* RECORDS SUPPLIED *
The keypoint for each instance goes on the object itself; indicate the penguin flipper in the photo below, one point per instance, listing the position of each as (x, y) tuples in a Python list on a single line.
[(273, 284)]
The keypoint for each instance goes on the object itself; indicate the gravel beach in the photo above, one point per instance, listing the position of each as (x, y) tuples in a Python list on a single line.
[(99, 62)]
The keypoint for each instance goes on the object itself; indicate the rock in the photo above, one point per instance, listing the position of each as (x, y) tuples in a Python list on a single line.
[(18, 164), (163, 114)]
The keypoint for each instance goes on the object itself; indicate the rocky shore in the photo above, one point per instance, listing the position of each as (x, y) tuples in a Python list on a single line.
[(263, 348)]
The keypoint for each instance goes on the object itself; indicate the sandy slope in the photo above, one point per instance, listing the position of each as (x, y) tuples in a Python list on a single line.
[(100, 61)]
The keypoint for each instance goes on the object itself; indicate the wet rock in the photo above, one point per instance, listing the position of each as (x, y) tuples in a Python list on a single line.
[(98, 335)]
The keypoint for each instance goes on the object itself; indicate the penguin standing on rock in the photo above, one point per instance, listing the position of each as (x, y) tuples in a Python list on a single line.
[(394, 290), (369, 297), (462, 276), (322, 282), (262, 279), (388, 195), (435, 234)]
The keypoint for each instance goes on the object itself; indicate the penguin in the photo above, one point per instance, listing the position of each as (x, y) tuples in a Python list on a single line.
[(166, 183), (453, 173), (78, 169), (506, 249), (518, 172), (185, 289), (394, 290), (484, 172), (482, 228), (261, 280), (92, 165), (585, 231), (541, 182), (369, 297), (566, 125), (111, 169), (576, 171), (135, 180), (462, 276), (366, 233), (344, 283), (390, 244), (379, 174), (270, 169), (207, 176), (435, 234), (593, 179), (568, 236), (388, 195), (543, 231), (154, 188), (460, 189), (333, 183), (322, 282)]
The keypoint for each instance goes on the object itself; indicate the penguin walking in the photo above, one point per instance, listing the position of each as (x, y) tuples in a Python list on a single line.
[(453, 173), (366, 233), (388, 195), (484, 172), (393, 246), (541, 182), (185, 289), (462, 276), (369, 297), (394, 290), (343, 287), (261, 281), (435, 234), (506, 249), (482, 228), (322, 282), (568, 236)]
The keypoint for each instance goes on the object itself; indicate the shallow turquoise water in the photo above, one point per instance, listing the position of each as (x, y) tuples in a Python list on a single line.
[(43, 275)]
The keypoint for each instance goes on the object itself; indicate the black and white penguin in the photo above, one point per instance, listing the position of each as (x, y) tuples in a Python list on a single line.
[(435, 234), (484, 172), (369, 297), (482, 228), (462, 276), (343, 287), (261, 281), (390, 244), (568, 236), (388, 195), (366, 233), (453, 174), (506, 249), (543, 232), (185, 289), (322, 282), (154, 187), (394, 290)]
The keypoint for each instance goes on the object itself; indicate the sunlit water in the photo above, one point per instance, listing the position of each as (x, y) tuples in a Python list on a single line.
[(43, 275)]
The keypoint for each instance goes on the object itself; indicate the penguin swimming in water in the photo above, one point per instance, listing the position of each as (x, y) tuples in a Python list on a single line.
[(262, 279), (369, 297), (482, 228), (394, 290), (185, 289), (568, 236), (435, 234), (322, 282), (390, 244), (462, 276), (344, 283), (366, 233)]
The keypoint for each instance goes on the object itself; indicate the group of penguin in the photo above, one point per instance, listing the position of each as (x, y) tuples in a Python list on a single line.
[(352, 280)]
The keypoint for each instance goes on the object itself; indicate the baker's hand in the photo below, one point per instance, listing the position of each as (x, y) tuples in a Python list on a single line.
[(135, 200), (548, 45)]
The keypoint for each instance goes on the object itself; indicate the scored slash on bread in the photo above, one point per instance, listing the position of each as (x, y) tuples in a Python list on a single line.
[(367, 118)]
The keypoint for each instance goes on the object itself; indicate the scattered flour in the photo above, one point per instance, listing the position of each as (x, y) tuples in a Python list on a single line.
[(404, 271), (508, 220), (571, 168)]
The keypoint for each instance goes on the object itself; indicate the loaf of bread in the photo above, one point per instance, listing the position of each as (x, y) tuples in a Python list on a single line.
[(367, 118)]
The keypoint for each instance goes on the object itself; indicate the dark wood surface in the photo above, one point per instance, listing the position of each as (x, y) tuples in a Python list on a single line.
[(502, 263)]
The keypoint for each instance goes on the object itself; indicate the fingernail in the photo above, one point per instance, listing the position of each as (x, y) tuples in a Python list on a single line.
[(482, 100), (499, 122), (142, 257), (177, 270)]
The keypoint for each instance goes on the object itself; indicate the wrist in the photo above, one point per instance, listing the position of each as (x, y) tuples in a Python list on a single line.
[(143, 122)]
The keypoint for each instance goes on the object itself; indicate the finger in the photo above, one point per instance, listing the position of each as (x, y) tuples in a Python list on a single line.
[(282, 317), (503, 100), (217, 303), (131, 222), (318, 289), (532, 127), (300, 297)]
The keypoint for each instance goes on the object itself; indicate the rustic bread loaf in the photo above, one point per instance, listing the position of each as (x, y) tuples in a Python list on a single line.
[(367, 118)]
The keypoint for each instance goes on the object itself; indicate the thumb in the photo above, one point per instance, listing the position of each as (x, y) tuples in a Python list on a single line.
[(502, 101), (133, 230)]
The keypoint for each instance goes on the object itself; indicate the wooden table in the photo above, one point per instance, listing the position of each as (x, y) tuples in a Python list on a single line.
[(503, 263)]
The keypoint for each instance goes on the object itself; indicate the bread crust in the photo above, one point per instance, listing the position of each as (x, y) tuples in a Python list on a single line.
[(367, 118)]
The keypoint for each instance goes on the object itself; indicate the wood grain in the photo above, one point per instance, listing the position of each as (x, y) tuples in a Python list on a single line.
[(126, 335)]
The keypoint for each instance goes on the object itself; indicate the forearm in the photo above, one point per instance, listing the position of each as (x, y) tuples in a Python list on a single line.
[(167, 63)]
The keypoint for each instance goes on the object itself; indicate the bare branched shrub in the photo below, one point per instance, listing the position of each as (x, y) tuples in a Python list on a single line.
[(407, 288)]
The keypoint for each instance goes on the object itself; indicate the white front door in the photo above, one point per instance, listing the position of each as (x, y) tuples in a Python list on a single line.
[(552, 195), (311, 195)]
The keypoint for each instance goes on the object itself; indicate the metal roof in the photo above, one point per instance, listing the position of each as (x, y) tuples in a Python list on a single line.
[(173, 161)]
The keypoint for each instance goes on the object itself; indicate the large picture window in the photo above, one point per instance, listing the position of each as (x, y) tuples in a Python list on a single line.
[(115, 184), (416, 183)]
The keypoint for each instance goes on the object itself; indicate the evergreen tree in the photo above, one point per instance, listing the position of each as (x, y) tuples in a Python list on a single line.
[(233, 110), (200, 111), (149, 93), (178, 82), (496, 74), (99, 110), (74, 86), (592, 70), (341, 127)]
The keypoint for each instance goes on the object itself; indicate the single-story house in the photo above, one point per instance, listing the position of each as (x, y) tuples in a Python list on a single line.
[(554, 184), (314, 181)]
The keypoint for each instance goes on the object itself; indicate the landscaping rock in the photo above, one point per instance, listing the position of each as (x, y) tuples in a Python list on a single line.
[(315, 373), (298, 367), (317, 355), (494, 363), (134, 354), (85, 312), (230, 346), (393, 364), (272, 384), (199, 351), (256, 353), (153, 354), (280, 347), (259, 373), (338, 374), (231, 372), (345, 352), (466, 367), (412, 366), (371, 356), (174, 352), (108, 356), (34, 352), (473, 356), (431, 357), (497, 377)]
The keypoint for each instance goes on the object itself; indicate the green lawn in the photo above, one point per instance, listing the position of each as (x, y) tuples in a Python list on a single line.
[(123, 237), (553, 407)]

* TASK TO CARRY OUT *
Reproduce the part of the listing that opens with the line containing "indicate the rocky" and closes with the line containing "183), (322, 282)]", including both of those lines, with every character unchanged.

* THE OUTPUT *
The keypoint for each instance goes on the object itself; indicate the rocky shore in the photo above, one point per instance, listing the position of each as (x, y) tuples in a Python list on a single line.
[(263, 348)]
The keypoint for each instance goes on the object itself; indicate the sandy slope in the photo above, one point per instance, listing the position of each as (x, y) tuples in a Python list on a single line.
[(100, 61)]
The keypoint for each instance goes on the object itself; indicate the wet rock in the photo above, one point per instance, listing the position of each as (x, y) tuples in a Python list on a single line.
[(98, 335)]
The keypoint for each instance goes on the object itself; indicate the penguin standing on rock in the photo above, one point per instance, listing the position of each as (x, y) tuples in a Python list on a single line.
[(394, 290), (369, 297), (462, 276), (322, 282), (262, 279), (388, 195), (435, 234)]
The keypoint for each instance goes on the object itself; indicate the penguin in the photo above, one point per instance, listing the position of each as (x, y) tuples in a Python list on a single line.
[(166, 183), (453, 173), (78, 169), (506, 249), (518, 172), (185, 289), (394, 290), (484, 172), (482, 228), (261, 280), (92, 165), (585, 231), (541, 182), (369, 297), (566, 125), (111, 169), (576, 171), (135, 180), (462, 276), (366, 233), (344, 283), (390, 244), (379, 174), (270, 169), (207, 176), (435, 234), (593, 179), (568, 236), (388, 195), (543, 231), (154, 188), (460, 189), (333, 183), (322, 282)]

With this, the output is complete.